Но я сейчас о другом. Когда вы говорите: «Как бы они отнеслись к бронзовому памятнику?», — я не знаю. Я хочу придумать, как бы они к нему отнеслись — торжественно и гордо. Потому что уже когда я уеду в Москву учиться в театральном ВУЗе, мальчик из барака города Орехово-Зуево, мать зимой (это мне люди рассказали), когда она шла по улице и встречала знакомых людей, говорила: «А Витька-то мой на артиста учится, в самой Москве!». Гордилась. А представляете себе, что вдруг этот Витька да еще народный артист, да еще в бронзе на улице стоит?
С. Крючков
―
А с чего вдруг Витька-то поехал в Москву на артиста учиться?
В. Сухоруков
―
А куда?
С. Крючков
―
Как оно рождалось: «Я в театр — куда еще?».
В. Сухоруков
―
Мечта. Вот и весь ответ — мечта, одержимость. Как это? — есть еще одно слово — не желание, а страсть. Какая-то убежденность в том, что мне это надо. И я не ошибся.
С. Крючков
―
А с какого момента вы эту страсть почувствовали?

Задание 1 ->
Выведите из выбранного текста часть, которая открывается словами «Но я сейчас» и закрывается словами «я не ошибся.».

Исходные строки ->
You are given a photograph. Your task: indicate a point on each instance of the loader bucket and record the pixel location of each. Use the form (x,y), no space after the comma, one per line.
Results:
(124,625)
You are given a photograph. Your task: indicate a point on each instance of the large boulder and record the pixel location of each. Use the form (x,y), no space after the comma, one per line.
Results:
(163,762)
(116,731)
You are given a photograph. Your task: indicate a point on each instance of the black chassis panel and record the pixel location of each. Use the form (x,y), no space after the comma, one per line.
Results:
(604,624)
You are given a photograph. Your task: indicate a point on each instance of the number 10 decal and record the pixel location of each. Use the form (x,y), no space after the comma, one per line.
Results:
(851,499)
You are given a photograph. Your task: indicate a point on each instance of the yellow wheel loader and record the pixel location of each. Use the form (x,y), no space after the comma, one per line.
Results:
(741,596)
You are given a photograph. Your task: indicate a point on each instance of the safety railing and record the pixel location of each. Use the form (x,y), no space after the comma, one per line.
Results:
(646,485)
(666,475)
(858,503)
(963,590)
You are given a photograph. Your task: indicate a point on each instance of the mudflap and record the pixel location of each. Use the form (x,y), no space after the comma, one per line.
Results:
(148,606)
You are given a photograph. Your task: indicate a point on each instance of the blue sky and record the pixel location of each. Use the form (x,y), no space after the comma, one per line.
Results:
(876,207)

Задание 2 ->
В строках, начиная со строки, содержащей «of the safety», и до конца строк включительно, замените «photograph» на «image», больше ничего не меняя. Выведите только эти строки.

Ожидаемый ответ 1 ->
Но я сейчас о другом. Когда вы говорите: «Как бы они отнеслись к бронзовому памятнику?», — я не знаю. Я хочу придумать, как бы они к нему отнеслись — торжественно и гордо. Потому что уже когда я уеду в Москву учиться в театральном ВУЗе, мальчик из барака города Орехово-Зуево, мать зимой (это мне люди рассказали), когда она шла по улице и встречала знакомых людей, говорила: «А Витька-то мой на артиста учится, в самой Москве!». Гордилась. А представляете себе, что вдруг этот Витька да еще народный артист, да еще в бронзе на улице стоит?
С. Крючков
―
А с чего вдруг Витька-то поехал в Москву на артиста учиться?
В. Сухоруков
―
А куда?
С. Крючков
―
Как оно рождалось: «Я в театр — куда еще?».
В. Сухоруков
―
Мечта. Вот и весь ответ — мечта, одержимость. Как это? — есть еще одно слово — не желание, а страсть. Какая-то убежденность в том, что мне это надо. И я не ошибся.

Ожидаемый ответ 2 ->
You are given a image. Your task: indicate a point on each instance of the safety railing and record the pixel location of each. Use the form (x,y), no space after the comma, one per line.
Results:
(646,485)
(666,475)
(858,503)
(963,590)
You are given a image. Your task: indicate a point on each instance of the mudflap and record the pixel location of each. Use the form (x,y), no space after the comma, one per line.
Results:
(148,606)
You are given a image. Your task: indicate a point on each instance of the blue sky and record the pixel location of each. Use the form (x,y), no space after the comma, one per line.
Results:
(876,207)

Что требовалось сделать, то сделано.